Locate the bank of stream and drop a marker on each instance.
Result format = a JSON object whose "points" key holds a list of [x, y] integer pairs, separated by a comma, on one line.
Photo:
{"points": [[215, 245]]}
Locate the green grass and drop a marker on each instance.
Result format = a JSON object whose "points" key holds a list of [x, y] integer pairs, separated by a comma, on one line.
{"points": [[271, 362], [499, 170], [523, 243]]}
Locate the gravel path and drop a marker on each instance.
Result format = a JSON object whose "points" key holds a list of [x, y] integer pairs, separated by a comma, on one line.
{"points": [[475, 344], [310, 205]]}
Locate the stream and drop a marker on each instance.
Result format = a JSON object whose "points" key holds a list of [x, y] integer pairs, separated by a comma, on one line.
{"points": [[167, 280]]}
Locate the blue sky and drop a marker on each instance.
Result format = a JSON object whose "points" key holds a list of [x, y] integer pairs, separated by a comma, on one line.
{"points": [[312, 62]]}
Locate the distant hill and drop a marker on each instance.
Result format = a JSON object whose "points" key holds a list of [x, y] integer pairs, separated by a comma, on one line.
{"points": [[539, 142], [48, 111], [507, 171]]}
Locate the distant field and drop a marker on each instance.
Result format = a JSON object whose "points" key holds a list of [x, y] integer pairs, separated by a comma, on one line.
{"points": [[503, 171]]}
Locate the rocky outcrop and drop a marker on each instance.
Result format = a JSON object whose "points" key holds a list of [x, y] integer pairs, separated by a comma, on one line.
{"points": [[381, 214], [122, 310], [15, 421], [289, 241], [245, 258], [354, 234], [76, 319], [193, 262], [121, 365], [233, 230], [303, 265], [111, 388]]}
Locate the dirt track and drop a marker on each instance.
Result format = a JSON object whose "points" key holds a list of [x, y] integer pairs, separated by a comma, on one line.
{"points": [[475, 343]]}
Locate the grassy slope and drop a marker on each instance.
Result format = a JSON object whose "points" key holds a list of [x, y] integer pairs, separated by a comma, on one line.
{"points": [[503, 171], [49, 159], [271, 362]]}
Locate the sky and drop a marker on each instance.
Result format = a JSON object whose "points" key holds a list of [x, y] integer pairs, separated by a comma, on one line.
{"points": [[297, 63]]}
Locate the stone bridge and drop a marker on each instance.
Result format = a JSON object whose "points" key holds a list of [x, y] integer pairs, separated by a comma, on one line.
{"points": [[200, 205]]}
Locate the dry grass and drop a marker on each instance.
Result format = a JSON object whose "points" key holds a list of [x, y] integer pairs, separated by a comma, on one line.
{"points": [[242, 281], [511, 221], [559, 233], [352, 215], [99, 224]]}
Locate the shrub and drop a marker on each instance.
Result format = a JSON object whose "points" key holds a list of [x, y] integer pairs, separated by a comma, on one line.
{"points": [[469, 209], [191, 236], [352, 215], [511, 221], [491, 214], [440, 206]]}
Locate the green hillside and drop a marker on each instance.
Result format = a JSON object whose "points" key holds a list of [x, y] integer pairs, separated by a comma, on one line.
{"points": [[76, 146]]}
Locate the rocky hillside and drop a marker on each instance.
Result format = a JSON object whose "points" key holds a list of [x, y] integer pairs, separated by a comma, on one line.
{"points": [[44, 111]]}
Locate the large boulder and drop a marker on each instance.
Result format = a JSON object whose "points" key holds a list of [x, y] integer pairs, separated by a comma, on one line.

---

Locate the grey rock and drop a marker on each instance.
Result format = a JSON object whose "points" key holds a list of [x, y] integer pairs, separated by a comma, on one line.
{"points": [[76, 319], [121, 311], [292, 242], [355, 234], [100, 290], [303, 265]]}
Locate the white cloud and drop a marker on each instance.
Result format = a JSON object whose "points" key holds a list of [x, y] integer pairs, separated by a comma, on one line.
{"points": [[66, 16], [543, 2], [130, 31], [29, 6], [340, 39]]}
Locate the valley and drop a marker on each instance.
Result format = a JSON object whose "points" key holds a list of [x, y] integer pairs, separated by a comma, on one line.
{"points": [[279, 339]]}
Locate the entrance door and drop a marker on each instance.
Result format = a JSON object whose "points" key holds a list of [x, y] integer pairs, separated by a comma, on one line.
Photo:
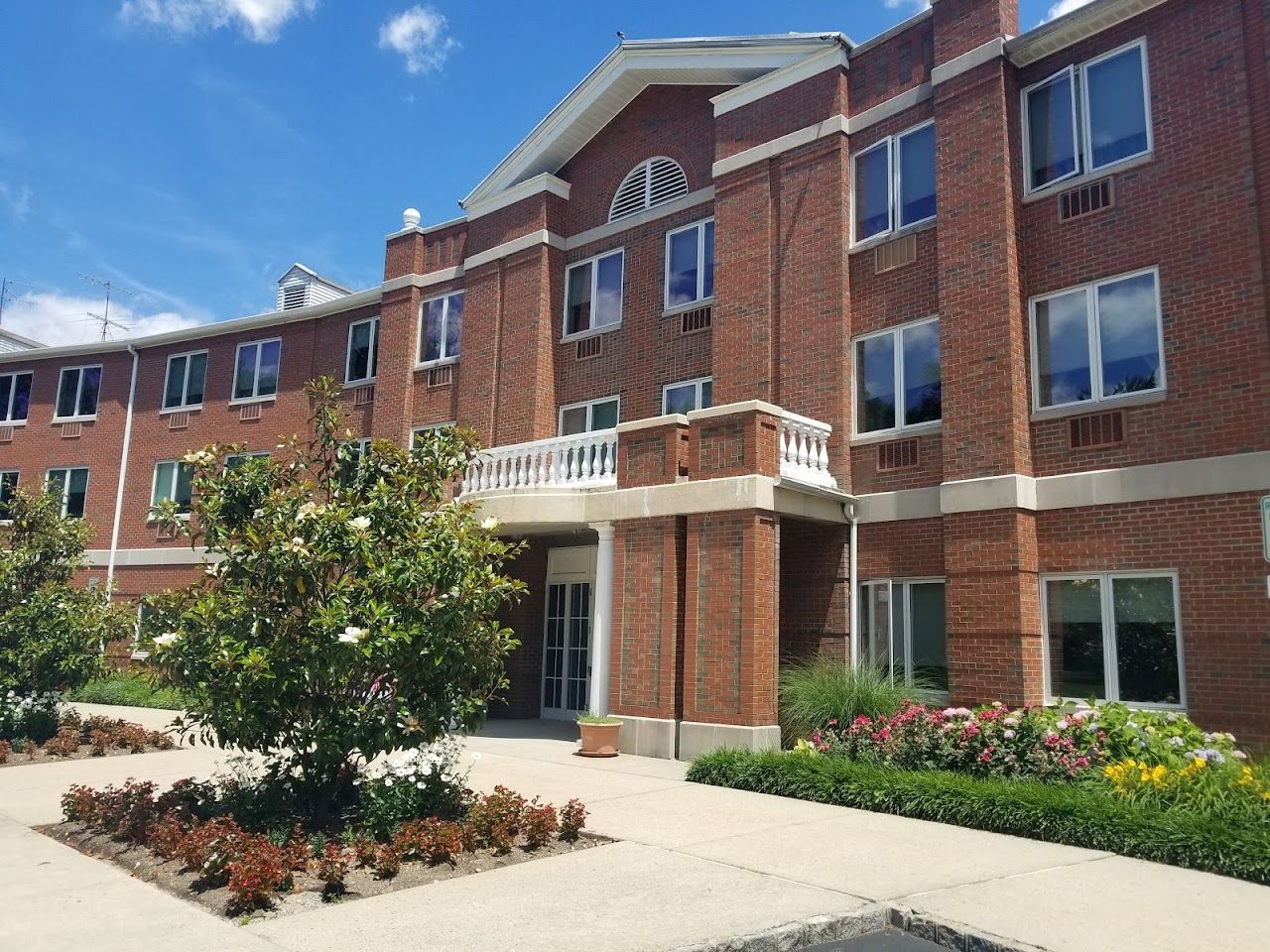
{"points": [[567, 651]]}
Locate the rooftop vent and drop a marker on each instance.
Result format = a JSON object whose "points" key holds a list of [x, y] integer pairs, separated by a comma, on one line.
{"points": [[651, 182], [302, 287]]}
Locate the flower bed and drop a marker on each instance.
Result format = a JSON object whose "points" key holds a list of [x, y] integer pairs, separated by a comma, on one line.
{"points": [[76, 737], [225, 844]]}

---

> **Exercise goal**: Gather every line of the data above that contains the word "distant", copying each line in full.

> **Answer to the exercise**:
Locate the distant hill and drop a marker on each instance.
Locate the distant field and drop a marker on each instance.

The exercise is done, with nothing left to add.